Des kanas japonais ont également été créés, abstraction faite des traits et des formes du design chinois. Le designer typographique de Monotype, Ryota Doi, a supervisé le développement du japonais. Créer une harmonie entre les caractères chinois et japonais n’est pas une tâche facile. Les caractères chinois sont très structurés et conçus pour tenir dans une boîte, tandis que les idéogrammes japonais (hiraganas) ont une forme plus organique et arrondie.
« Le plus grand défi était évidemment de savoir jusqu’où je devais aller pour mettre l’accent sur les caractéristiques du chinois », explique Doi. « Fusionner les impressions dures du chinois avec le style organique du japonais pourrait avoir un impact négatif sur la lisibilité. J’ai dû examiner attentivement les mouvements des yeux de l’utilisateur - horizontaux plutôt que verticaux - et créer un équilibre et une stabilité entre les designs. »

════

▸ **À faire**
[a] Relevez toutes les caractéristiques que le texte sur les kanas de Monotype attribue au chinois ou aux caractères chinois.
[b] Répondez brièvement à partir du texte sur les kanas de Monotype :
(i) Qui a supervisé le développement du japonais ?
(ii) Quelle forme ont les idéogrammes japonais (hiraganas) ?
(iii) Dans quel sens Doi a-t-il examiné les mouvements des yeux de l'utilisateur ?
[c] Prolongez le texte sur les kanas de Monotype à partir de sa dernière phrase.
Vous n'aurez pas besoin des données.

════

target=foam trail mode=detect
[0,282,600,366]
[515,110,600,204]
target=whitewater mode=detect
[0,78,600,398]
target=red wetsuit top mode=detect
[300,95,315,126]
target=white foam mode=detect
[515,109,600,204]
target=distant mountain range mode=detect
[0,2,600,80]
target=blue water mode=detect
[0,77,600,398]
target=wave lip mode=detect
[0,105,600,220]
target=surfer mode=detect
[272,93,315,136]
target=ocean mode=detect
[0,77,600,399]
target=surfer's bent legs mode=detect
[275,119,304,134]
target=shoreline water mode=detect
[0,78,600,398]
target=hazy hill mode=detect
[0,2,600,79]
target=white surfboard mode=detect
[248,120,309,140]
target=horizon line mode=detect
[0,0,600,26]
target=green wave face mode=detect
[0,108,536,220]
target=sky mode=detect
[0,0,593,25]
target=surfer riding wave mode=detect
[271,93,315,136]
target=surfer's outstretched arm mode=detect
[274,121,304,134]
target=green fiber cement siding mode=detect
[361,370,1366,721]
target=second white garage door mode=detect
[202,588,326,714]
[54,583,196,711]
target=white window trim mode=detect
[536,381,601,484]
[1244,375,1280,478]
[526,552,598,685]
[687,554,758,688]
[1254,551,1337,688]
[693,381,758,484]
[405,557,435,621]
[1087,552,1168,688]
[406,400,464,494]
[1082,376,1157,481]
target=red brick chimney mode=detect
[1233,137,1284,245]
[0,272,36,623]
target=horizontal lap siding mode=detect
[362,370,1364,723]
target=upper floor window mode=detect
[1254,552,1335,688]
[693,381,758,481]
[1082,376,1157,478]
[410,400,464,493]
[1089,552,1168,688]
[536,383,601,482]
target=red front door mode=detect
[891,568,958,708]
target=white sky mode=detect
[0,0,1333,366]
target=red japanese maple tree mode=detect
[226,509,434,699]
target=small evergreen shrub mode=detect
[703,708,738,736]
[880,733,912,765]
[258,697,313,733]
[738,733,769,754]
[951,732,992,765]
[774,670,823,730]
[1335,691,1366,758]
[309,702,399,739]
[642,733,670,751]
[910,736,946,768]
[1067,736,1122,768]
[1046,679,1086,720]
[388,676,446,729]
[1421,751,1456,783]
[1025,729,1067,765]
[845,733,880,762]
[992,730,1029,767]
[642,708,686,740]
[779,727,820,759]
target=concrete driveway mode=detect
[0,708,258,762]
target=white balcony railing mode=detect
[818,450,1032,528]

════

▸ **Réponses**
[a]
- très structurés
- conçus pour tenir dans une boîte
- impressions dures

[b]
(i) Ryota Doi, designer typographique de Monotype.
(ii) Une forme plus organique et arrondie.
(iii) Horizontal plutôt que vertical.

[c]
Les caractères japonais Kana ont également été créés pour s’harmoniser avec le design chinois. Les polices de caractères japonaises ont été conçues par Ryota Doi.
« De plus en plus, les entreprises chinoises se développent sur de nouveaux marchés et dans de nouvelles zones géographiques, servant une clientèle beaucoup plus diversifiée que par le passé », explique Hui. « Et bien que Tencent ait déjà développé des activités au-delà de la Chine, ils voulaient s’assurer qu’en élargissant leurs offres à de nouvelles zones, leur image de marque et leur message soient bien traduits et trouvent un écho dans chaque région. »
« Une police de caractères est un élément important pour communiquer la voix et la promesse d’une marque à ses clients », explique l’entreprise. « Nous voulions nous assurer que notre identité visuelle montre comment la technologie est à l’origine de nouvelles possibilités de développement social et de qualité de vie. Cette police de caractères fait écho à nos valeurs. »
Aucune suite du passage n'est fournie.